[Collected data entries]
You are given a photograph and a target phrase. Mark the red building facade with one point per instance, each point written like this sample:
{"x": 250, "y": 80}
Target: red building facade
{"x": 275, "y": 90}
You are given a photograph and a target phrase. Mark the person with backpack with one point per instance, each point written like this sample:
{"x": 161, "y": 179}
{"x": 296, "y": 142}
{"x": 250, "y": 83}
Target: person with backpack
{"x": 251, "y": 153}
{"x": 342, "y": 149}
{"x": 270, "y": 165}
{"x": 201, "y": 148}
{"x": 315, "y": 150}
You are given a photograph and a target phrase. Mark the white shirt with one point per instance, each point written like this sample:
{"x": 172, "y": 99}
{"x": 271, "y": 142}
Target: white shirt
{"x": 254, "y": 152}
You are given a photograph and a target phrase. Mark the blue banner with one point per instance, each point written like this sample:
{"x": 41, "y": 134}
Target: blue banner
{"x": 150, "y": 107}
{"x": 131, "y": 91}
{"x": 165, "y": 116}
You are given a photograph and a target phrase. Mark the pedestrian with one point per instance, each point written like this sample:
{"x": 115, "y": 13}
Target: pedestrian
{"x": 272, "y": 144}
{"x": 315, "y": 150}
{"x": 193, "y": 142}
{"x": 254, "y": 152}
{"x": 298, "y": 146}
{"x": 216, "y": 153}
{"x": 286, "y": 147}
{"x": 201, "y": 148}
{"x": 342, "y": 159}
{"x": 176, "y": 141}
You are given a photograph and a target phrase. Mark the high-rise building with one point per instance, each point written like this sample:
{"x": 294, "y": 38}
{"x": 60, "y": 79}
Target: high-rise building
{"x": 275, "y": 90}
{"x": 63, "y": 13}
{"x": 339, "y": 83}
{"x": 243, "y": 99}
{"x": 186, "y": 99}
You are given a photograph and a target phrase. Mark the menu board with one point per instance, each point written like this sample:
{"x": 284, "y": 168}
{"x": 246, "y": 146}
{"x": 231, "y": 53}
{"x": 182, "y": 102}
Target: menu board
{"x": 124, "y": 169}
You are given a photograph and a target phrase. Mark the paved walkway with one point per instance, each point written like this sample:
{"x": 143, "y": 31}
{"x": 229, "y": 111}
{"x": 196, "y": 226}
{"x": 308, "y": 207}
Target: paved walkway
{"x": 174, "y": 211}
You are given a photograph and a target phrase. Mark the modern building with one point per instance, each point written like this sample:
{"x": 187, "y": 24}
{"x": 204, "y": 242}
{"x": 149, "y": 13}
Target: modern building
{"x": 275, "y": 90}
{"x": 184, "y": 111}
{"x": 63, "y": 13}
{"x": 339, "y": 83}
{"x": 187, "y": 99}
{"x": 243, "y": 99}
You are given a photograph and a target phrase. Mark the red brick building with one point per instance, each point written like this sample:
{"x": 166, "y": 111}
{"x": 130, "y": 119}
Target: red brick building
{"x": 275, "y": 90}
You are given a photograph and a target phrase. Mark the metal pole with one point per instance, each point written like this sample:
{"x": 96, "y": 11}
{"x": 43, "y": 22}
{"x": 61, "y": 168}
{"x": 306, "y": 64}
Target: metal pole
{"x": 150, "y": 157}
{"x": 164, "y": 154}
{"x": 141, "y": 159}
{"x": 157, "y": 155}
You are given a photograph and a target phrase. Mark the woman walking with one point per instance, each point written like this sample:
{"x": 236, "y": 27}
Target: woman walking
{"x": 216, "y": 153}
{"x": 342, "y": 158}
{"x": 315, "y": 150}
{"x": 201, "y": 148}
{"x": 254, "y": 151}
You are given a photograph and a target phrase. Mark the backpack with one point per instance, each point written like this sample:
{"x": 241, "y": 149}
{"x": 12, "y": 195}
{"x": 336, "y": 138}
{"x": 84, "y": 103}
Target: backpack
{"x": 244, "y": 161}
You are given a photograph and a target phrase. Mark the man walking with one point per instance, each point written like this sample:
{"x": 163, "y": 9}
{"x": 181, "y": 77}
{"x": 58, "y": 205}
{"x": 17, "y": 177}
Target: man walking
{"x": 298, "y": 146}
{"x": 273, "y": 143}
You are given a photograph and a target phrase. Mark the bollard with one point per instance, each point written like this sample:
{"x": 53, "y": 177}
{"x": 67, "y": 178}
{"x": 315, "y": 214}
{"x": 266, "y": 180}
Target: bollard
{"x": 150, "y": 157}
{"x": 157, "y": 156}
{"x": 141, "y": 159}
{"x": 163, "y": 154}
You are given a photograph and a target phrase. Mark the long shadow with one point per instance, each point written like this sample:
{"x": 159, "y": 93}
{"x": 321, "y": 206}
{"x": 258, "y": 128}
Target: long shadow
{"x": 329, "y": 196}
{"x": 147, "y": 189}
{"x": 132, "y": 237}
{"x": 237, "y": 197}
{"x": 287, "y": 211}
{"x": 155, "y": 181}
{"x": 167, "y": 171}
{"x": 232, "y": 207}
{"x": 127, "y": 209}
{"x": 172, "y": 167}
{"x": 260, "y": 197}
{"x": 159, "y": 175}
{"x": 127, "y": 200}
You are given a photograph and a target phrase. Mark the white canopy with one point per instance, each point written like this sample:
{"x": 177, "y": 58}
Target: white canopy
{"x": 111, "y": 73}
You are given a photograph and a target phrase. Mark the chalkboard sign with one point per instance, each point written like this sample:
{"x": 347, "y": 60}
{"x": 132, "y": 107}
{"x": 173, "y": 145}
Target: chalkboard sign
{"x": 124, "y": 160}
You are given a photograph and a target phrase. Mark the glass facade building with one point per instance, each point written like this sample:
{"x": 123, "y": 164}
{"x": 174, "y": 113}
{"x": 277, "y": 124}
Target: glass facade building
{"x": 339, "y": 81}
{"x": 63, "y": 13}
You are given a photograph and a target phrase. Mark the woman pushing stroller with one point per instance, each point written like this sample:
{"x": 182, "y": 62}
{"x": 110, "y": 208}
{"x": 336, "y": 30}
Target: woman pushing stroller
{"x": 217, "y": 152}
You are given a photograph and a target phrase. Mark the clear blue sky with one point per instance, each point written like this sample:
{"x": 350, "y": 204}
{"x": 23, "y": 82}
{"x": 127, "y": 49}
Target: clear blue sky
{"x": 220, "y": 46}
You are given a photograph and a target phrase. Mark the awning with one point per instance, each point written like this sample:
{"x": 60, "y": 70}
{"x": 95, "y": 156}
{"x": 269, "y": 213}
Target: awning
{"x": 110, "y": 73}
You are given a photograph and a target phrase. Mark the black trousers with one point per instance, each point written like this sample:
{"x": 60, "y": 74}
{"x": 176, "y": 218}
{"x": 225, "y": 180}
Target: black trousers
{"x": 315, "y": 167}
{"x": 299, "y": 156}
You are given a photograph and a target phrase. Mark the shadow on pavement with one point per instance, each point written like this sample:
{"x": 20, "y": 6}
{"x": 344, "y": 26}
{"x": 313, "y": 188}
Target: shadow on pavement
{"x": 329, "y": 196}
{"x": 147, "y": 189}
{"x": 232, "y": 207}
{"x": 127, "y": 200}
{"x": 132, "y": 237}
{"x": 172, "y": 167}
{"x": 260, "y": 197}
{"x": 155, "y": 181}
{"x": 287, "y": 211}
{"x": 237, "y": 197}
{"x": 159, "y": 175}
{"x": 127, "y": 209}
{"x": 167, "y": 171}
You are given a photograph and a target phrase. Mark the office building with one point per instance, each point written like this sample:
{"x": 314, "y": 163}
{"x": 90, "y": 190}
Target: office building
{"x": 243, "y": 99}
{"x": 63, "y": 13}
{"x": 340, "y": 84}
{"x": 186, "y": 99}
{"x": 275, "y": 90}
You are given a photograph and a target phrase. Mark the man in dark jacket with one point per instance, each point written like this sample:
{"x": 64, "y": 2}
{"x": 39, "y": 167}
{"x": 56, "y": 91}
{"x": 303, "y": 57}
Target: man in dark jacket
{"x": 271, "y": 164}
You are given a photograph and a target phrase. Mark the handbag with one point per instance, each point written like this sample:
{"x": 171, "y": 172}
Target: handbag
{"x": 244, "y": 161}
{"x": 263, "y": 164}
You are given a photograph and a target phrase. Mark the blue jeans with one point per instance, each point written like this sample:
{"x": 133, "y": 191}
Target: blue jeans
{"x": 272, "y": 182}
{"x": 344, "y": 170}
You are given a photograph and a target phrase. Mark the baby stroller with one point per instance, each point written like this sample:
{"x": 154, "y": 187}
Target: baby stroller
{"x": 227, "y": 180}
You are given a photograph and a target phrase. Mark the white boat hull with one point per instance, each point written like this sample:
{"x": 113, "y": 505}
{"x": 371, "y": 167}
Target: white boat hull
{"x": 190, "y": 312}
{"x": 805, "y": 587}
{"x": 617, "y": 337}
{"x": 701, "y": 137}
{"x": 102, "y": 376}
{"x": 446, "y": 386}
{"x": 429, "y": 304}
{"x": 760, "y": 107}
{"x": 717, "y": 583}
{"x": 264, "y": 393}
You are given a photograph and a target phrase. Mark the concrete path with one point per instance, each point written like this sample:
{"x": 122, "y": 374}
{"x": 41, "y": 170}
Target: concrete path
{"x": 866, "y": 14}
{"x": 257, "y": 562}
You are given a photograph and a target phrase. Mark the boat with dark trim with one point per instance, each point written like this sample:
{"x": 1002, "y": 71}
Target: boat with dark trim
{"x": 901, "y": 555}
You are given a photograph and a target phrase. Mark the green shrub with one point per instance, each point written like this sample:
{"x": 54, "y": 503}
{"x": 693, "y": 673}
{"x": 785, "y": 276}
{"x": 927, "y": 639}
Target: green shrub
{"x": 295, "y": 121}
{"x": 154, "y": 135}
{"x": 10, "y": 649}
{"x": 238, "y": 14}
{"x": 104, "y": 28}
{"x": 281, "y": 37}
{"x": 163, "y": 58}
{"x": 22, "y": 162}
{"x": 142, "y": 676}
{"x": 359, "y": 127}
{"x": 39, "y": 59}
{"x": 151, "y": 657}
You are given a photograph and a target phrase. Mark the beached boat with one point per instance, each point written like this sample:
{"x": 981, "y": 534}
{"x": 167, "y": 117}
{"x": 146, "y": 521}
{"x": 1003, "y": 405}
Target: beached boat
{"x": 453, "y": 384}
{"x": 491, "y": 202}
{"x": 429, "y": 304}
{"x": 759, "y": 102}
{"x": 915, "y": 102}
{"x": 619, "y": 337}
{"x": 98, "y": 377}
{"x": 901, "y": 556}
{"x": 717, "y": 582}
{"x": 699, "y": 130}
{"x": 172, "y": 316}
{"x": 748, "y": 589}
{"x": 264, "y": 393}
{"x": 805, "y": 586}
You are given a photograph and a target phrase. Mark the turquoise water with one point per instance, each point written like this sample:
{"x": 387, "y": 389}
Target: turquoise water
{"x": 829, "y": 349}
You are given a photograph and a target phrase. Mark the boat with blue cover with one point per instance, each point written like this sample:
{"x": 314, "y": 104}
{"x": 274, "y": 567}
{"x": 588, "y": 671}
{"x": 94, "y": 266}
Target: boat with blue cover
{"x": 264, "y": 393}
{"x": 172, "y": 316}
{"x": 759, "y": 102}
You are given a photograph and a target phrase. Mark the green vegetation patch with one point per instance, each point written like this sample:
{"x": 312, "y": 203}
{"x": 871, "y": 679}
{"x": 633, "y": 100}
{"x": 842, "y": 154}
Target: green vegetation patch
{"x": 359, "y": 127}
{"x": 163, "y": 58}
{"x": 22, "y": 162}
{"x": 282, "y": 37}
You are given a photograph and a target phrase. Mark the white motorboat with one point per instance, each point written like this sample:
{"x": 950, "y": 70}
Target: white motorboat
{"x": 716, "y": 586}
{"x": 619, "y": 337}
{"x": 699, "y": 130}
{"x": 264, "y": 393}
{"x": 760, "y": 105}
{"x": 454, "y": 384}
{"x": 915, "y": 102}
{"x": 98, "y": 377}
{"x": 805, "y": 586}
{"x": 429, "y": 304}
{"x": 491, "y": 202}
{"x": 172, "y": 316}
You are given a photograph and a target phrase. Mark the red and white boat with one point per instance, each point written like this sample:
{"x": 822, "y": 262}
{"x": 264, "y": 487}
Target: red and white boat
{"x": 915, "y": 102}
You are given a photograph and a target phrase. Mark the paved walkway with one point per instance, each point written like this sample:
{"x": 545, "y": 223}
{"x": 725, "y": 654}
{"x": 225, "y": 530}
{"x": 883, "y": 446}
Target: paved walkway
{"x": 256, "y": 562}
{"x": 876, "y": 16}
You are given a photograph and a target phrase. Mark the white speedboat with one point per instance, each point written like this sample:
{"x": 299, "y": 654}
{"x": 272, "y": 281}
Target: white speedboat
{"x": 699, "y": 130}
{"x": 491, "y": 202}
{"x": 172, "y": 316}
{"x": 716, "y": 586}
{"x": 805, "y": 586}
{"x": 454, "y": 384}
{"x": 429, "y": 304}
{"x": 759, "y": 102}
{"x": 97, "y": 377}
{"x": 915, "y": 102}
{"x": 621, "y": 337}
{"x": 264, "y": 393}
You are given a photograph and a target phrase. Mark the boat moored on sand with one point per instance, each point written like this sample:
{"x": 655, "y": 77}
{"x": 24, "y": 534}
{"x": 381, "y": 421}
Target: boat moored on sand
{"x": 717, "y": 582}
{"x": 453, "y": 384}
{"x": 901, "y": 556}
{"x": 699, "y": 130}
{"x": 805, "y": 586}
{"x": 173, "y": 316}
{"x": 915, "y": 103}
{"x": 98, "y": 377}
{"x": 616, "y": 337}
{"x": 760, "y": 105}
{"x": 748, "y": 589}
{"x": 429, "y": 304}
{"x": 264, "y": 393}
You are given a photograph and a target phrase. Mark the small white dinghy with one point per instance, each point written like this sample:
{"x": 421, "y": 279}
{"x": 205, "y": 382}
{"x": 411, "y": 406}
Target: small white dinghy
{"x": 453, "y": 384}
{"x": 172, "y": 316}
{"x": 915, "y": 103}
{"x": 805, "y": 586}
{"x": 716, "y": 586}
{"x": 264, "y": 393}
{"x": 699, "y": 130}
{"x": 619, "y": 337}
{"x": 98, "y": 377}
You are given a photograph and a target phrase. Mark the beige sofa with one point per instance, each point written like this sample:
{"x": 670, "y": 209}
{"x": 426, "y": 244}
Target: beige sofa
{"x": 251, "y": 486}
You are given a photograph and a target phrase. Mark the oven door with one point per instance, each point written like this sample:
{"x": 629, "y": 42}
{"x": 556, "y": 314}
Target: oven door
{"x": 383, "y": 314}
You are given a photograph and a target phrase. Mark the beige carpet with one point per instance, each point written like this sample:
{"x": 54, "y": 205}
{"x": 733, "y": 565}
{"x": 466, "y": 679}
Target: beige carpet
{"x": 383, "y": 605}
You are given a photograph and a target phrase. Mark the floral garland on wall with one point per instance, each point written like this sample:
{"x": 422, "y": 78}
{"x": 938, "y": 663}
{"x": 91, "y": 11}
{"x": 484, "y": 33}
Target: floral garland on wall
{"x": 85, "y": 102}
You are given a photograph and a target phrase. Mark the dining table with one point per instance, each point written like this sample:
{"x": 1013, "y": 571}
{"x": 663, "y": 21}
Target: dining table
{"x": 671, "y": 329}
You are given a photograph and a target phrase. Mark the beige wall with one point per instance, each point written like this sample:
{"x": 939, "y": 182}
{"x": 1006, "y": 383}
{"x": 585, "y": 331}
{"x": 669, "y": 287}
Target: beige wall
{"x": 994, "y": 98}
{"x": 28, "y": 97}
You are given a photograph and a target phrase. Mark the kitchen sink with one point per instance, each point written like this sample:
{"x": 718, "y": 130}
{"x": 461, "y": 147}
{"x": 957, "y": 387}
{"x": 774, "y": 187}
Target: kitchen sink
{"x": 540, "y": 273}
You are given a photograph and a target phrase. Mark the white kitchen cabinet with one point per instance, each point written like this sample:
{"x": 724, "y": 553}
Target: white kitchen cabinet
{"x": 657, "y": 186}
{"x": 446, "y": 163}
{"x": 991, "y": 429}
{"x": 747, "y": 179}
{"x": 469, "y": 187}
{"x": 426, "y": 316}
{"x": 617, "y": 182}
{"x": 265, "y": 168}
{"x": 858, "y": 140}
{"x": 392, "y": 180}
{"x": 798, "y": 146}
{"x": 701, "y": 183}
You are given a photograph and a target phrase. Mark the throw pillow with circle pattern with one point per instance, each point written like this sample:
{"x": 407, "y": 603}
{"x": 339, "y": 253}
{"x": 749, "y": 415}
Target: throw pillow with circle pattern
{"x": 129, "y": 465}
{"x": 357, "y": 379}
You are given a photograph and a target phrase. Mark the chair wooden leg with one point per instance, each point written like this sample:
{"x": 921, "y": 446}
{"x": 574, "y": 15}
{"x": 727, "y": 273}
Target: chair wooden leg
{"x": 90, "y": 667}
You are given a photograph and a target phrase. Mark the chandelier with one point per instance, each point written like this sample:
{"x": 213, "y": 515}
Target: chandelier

**What to work on:** Go through the records line by line and count those that contain the string "chandelier". Answer with the count alone.

**The completed task:** 2